> **Selected excerpt**
* * *

Noting that hotel lobbies frequently appear in detective fiction,
Kracauer examines them in terms of their illustration of some of the
spatial experiences of a society ruled by Ratio. In order to accentuate
their particular features and the distance of these from earlier spatial
forms he uses the comparison of a church and its congregation.
Both are indexes of particular forms of community, and the contrast
they provide serves to illuminate the stakes involved in the transition
from one to the other. Kracauer sees a church as a spatial expression
of a certain form of community, whose members are present to
themselves and others in their gathering in the presence of God.

* * *

> **Data lines**

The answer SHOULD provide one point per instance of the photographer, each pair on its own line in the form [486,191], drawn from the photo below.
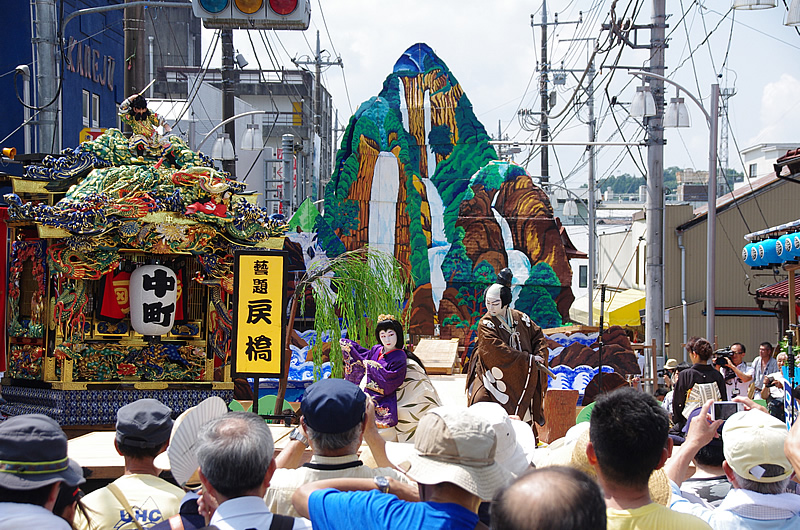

* * *

Write out the stretch of the passage on Kracauer and hotel lobbies from "Both are indexes" through "presence of God.".

Both are indexes of particular forms of community, and the contrast
they provide serves to illuminate the stakes involved in the transition
from one to the other. Kracauer sees a church as a spatial expression
of a certain form of community, whose members are present to
themselves and others in their gathering in the presence of God.